— Task —
Each record that follows should be repeated exactly, minus any images.

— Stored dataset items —
----------------
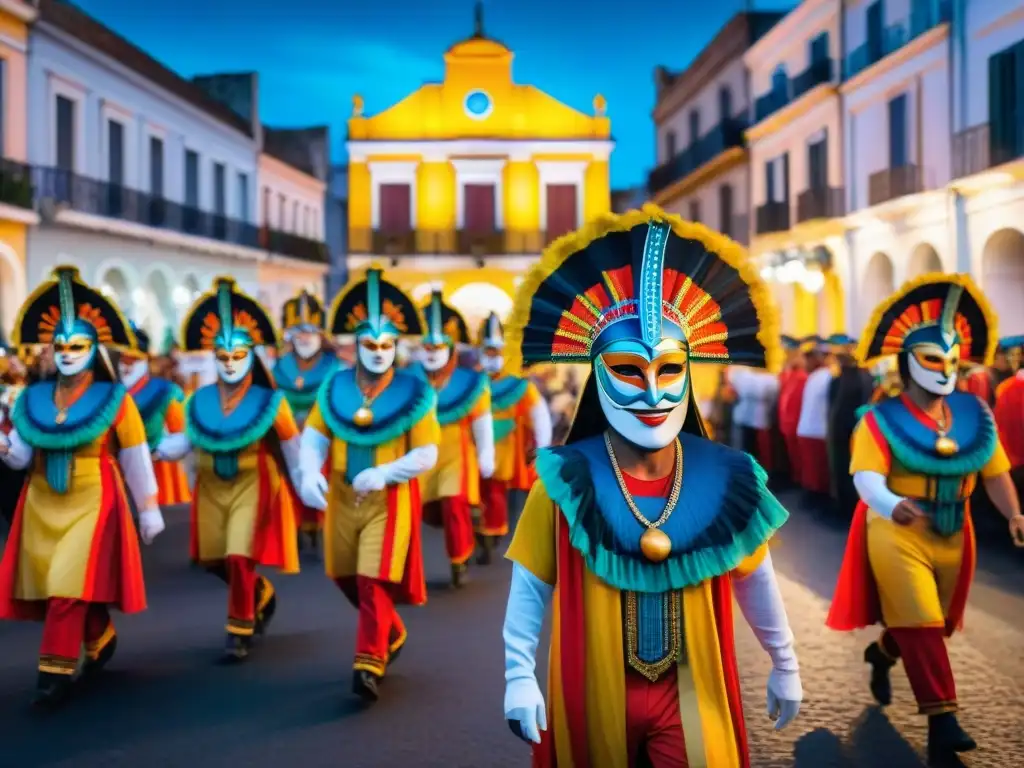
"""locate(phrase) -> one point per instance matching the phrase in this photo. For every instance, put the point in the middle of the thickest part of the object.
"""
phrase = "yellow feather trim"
(559, 252)
(956, 279)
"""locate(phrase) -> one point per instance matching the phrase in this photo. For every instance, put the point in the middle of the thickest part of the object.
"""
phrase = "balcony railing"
(114, 201)
(453, 242)
(772, 217)
(894, 182)
(820, 203)
(725, 135)
(15, 183)
(924, 17)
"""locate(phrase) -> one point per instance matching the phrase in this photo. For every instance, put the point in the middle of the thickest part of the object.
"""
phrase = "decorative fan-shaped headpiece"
(226, 317)
(644, 275)
(303, 312)
(374, 307)
(65, 306)
(493, 332)
(444, 324)
(936, 308)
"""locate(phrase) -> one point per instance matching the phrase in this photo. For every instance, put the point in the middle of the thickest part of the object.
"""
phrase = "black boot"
(483, 544)
(458, 574)
(366, 685)
(946, 738)
(881, 664)
(52, 690)
(237, 648)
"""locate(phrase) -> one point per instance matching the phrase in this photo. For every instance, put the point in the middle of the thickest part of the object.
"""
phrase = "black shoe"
(51, 690)
(946, 738)
(458, 574)
(366, 685)
(236, 648)
(881, 686)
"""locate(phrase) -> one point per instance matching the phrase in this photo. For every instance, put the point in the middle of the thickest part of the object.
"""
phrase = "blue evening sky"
(312, 55)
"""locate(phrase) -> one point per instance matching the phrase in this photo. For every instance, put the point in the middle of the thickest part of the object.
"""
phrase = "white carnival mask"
(644, 392)
(377, 354)
(933, 368)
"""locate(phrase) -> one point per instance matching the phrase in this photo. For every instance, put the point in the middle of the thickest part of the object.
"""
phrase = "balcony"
(15, 184)
(894, 182)
(923, 18)
(117, 202)
(726, 135)
(446, 242)
(820, 203)
(772, 217)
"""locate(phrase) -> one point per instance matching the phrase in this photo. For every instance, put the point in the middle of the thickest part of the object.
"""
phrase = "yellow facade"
(434, 141)
(15, 192)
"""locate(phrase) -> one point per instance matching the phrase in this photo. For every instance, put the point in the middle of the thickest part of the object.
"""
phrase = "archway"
(1003, 278)
(924, 259)
(880, 283)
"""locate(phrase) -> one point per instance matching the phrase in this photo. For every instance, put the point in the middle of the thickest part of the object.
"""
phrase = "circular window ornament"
(478, 104)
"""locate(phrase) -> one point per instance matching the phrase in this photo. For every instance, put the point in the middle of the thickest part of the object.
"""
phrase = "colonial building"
(988, 153)
(699, 117)
(467, 179)
(143, 179)
(796, 158)
(16, 213)
(293, 174)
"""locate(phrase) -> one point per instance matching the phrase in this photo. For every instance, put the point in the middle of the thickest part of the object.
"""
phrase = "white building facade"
(142, 180)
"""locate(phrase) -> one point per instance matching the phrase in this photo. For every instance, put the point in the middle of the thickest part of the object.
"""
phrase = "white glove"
(784, 695)
(524, 705)
(312, 489)
(369, 480)
(151, 524)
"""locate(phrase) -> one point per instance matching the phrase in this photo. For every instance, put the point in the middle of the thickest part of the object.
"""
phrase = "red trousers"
(653, 726)
(69, 624)
(495, 516)
(456, 517)
(927, 664)
(243, 585)
(814, 471)
(381, 631)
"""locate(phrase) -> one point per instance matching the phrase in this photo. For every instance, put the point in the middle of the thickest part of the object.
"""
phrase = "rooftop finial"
(478, 20)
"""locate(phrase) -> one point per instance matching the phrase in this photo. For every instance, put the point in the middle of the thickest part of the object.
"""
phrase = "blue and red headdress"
(936, 308)
(644, 275)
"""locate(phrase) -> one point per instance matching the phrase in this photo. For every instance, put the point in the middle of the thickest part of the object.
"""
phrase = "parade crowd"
(348, 427)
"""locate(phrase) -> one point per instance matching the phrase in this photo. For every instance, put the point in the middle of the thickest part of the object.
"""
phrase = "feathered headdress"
(937, 308)
(645, 275)
(444, 324)
(374, 306)
(302, 312)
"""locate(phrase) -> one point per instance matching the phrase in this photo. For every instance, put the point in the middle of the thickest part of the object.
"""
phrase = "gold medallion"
(655, 545)
(364, 417)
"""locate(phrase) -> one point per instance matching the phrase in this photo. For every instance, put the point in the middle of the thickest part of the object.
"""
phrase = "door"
(561, 213)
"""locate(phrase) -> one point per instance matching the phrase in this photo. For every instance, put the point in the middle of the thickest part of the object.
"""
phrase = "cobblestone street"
(165, 702)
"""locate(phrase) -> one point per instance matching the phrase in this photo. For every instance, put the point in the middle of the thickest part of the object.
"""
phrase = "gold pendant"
(364, 417)
(655, 545)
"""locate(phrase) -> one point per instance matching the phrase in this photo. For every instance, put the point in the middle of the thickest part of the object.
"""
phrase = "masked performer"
----------------
— Solution to this problem —
"""locate(phrase) -> one point per instance matching the phrase in this photo. For every instance, put the point in the middle of the thickest part of the object.
"""
phrase = "yellow feather trim"
(559, 252)
(956, 279)
"""locate(phrase) -> one point per instance matching the phrase in this photo. For every instance, put the point in the middle of the thickest part of the object.
"""
phrase = "balcony railing"
(114, 201)
(453, 242)
(772, 217)
(894, 182)
(820, 203)
(725, 135)
(15, 183)
(924, 17)
"""locate(phrase) -> one point per instance matching the phrase in this photo. For every instance, put the point in the middle of the thickest part of the object.
"""
phrase = "decorative fan-shaped headpiece"
(226, 317)
(644, 275)
(303, 312)
(374, 307)
(65, 306)
(493, 332)
(444, 324)
(936, 308)
"""locate(phrase) -> one point per instance matching the phrase in this photo. For every instance, put the point in the middle of the thickest part of the object.
"""
phrase = "black boot"
(483, 544)
(458, 574)
(366, 685)
(946, 738)
(881, 664)
(52, 690)
(237, 648)
"""locate(phrase) -> one point per instance matching the phrase in this photo. For every instance, put the point in the middle of the thickest part of the object.
"""
phrase = "black shoe"
(51, 690)
(946, 738)
(458, 574)
(366, 685)
(236, 648)
(881, 686)
"""locate(phrase) -> one point per instance matching the phrase in this photo. For every instance, put the point in the middle of the thickest part of the object.
"""
phrase = "blue evening sky"
(312, 55)
"""locate(phrase) -> one point per instance matching the phrase in this photo. For every instance, put the point in the middle of the thickest part of the object.
"""
phrase = "white carnival mask"
(644, 392)
(377, 354)
(933, 368)
"""locate(phrase) -> one point per instance matching the phrase in this photo. For every instance, put the point in the middle of the thickest part of the object.
"""
phrase = "balcony"
(15, 184)
(894, 182)
(923, 18)
(117, 202)
(726, 135)
(446, 242)
(820, 203)
(772, 217)
"""locate(phrase) -> one point per instance matching the phrase in this photo. For every instance, put the point in the middle of the thickest part of the object.
"""
phrase = "yellow facade"
(434, 141)
(15, 192)
"""locate(phrase) -> one point per instance matching the phrase in this photo. For every instance, put the point in the middle of the thickest part of the object.
"""
phrase = "archway"
(1003, 278)
(924, 259)
(880, 283)
"""locate(phrase) -> one point per instance matching the phrase in this photo. For every instance, put the point in the middle of the thickest part of the object.
"""
phrase = "circular window ornament"
(478, 104)
"""locate(phrase) -> one point per instance matching the phrase in this photo. For every instance, put the point in the middle of the thickest part of the object.
"""
phrase = "colonial building"
(988, 153)
(699, 117)
(467, 179)
(143, 179)
(796, 158)
(16, 213)
(293, 174)
"""locate(phrase) -> one point per instance matching the phrase in this photo. For every instance, put the point in the middle of the thickest part of the object.
"""
phrase = "white building facade"
(142, 180)
"""locate(phrase) -> one point per instance matching the phrase in this photo. For every instance, put the point in the middle of the thickest part of the object.
"""
phrase = "white glove"
(784, 695)
(524, 705)
(312, 489)
(369, 480)
(151, 524)
"""locate(phrase) -> one point per instance matching the phrase in this photo. For every instance, put the point in the middle of the thickest part of the object.
"""
phrase = "red trousers"
(653, 726)
(69, 624)
(495, 516)
(456, 517)
(927, 664)
(243, 585)
(814, 471)
(381, 631)
"""locate(phrase) -> one point per instance matching the phrase in this photo. For every instance, put the point in the middle of the thickest part of the object.
"""
phrase = "rooftop finial"
(478, 20)
"""locate(phrase) -> one point per instance matching the phrase in this photo. For every instance, put the point in the middle of the thickest part of the object.
"""
phrase = "blue and red headdress"
(936, 308)
(644, 275)
"""locate(phrase) -> one point per instance matching the phrase in this photo. For every instance, put the point in the middle of the thickest part of the object.
"""
phrase = "parade crowd"
(348, 427)
"""locate(phrase) -> one point per instance matching the phrase in this photo. For every instance, put the point in the middle of the thickest part of the object.
"""
phrase = "feathered headdress"
(937, 308)
(645, 275)
(444, 324)
(374, 306)
(302, 312)
"""locate(phrase) -> one point per instance matching the phrase in this photo. For every instance, put the point in the middle of the thickest part of the object.
"""
phrase = "gold medallion"
(655, 545)
(364, 417)
"""locate(phrase) -> one point per instance matching the phrase in this photo. For every instance, put the point in the middle of the thickest part of the object.
"""
phrase = "door"
(561, 213)
"""locate(phrase) -> one point per instance matching the phrase in this photo. For every instance, put the point in the middle of the thickest part of the object.
"""
phrase = "cobblestone street"
(165, 702)
"""locate(phrase) -> one point per instance matching the phrase in this photo. For every instance, put the point in the middle of the thickest part of the object.
"""
phrase = "gold pendant"
(364, 417)
(655, 545)
"""locate(phrase) -> one point per instance matching the phrase in this photo. For every instance, put the point in the middle of the thickest part of the object.
"""
phrase = "masked performer"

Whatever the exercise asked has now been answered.